PROBLEM SET:
**1)** From the passage on cloud multi-tenancy, extract word for word the stretch from "This is a blossoming" through "missions and functions.".
**2)** According to the passage on cloud multi-tenancy, which service had the cross-tenant network bypass vulnerability that Mnemonic summarized?

Cross-tenant vulnerabilities on the CSP’s side can be particularly concerning because it is outside of the consumers control and the CSP must address the issue to avoid impacting a potentially exponential number of customers. Cloud computings success has an underlying dependency on cloud consumers being able to trust the CSP’s measures to prevent multi-tenant security issues on their side of the Shared Responsibility Model. If you aren’t familiar with the Shared Responsibility Model, please check out my article on CSO Online here.

A couple of recent examples from December 2022 include a vulnerability in Amazon Web Services (AWS) Elastic Container Registry (ECR) service, which was documented by cloud security vendor Lightspin, in this excellent article.

Another example is a vulnerability in Azure’s Cognitive Search service which revolved around a cross-tenant network bypass vulnerability, and was summarized by Mnemonic in this article.

Christophe Parisel did a great job documenting both vulnerabilities in two of the largest CSP’s in this post, including their Cloud Vuln DB scores and citing the articles describing the vulnerabilities that I linked to above.

While the above examples are tied to the CSP, multi-tenant security concerns exist among cloud consumers as well. For example, some cloud consumers may have specific regulatory or security requirements that drive them to use dedicated virtual instances, such as AWS’s Dedicated Instances, which ensure that the consumers virtual instances run on hardware that is dedicated to a single customer or tenant.

There are also of course examples where entire cloud environments and models are oriented around a specific customer, tenant or organization, such as AWS and Azure’s Government regions. One such example includes the U.S. Department of Defense (DoD) which has specific separation requirements captured in its Cloud Security Requirements Guide (SRG). They utilize specific Impact Levels (IL)’s to discuss data and its associated sensitivity and segmentation requirements (along with other requirements such as personnel and their citizenship and security clearance).

Another example is when consumers increasingly adopt Platform-as-a-Service (PaaS) models in environments leveraging technologies such as Kubernetes and Containerization. Kubernetes provides robust documentation defining best practices for various tenancy models, and different tenancy models which they consider “soft” or “hard” multi-tenancy, each with different levels of logical segmentation. Examples of this are common among the DoD/Federal “Software Factory” ecosystem. Notable examples in the DoD include Army’s Software Factory, Air Force’s Platform One and also Kessel Run among others.

This is a blossoming ecosystem of nearly 30 entities that include an environment, developers, users and management working together to create and deliver software for DoD/Federal missions and use cases. These environments often utilize PaaS implementations building on Cloud environments with Kubernetes and Containers.

While cross-tenant vulnerabilities in the commercial sector may involve impacting various businesses and data such as payment card or healthcare data, on the DoD and Federal Government front, cross-tenant vulnerabilities and incidents could impact critical citizen services and data or military missions and functions.

As organizations build out internal PaaS environments for their various development teams and business units or SaaS providers utilize Kubernetes to host various SaaS consumers, these sort of best practices can be implemented to ensure the risk between tenants is mitigated while still taking advantage of the value of container orchestration for workloads. This framework is also useful for modeling tenant isolation in IaaS models using their respective boundaries and mechanisms which I will discuss below.

SUPPLIED MATERIAL:

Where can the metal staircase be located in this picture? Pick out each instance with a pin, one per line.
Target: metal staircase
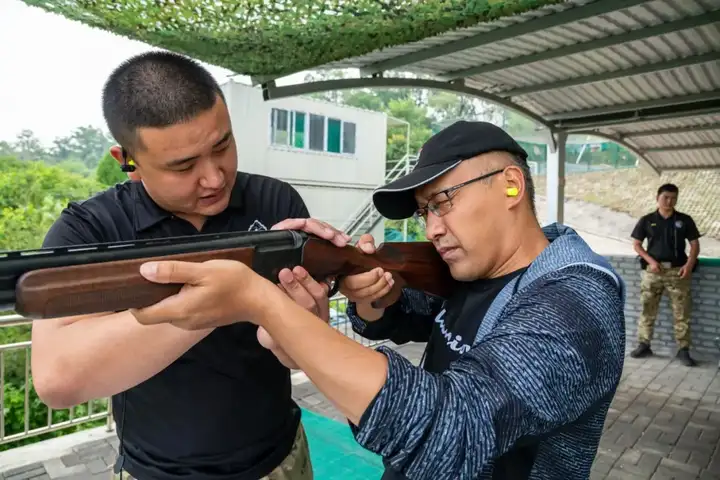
(367, 217)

COMPLETE ANSWERS:
**1)**
This is a blossoming ecosystem of nearly 30 entities that include an environment, developers, users and management working together to create and deliver software for DoD/Federal missions and use cases. These environments often utilize PaaS implementations building on Cloud environments with Kubernetes and Containers.

While cross-tenant vulnerabilities in the commercial sector may involve impacting various businesses and data such as payment card or healthcare data, on the DoD and Federal Government front, cross-tenant vulnerabilities and incidents could impact critical citizen services and data or military missions and functions.

**2)** Azure's Cognitive Search service.